● **TRY IT**:
Only lines holding "glove" are needed; copy each of them from the data below.

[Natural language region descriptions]
'''

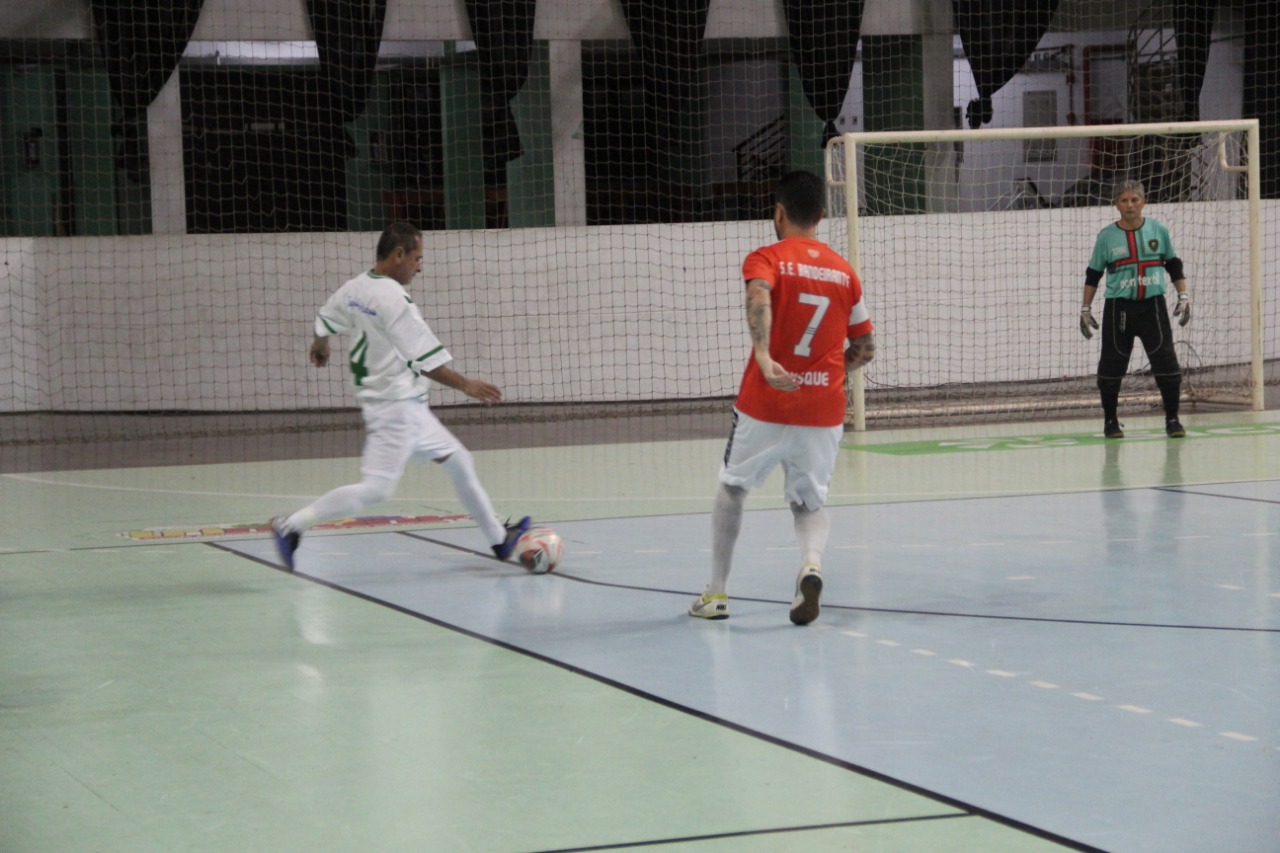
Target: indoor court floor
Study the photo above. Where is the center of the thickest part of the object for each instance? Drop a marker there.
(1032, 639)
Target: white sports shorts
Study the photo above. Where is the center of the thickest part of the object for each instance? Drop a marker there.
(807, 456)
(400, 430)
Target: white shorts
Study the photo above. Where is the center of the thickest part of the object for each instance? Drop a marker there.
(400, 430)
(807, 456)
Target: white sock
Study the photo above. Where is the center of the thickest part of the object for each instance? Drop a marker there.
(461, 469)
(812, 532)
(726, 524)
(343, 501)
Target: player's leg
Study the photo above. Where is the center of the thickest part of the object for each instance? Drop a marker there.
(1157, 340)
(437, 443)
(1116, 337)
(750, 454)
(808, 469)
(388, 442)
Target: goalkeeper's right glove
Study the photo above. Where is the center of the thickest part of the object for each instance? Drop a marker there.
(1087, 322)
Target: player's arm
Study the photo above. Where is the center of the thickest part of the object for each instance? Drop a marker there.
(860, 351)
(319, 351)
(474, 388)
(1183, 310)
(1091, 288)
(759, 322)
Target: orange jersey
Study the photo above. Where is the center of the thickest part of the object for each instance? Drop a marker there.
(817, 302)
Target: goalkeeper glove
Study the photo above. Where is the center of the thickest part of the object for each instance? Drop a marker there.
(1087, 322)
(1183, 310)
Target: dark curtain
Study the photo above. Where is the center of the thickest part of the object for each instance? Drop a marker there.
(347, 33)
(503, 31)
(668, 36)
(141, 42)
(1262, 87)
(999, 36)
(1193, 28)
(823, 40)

'''

● **RESPONSE AREA**:
Target: goalkeeper's right glove
Target: goalkeeper glove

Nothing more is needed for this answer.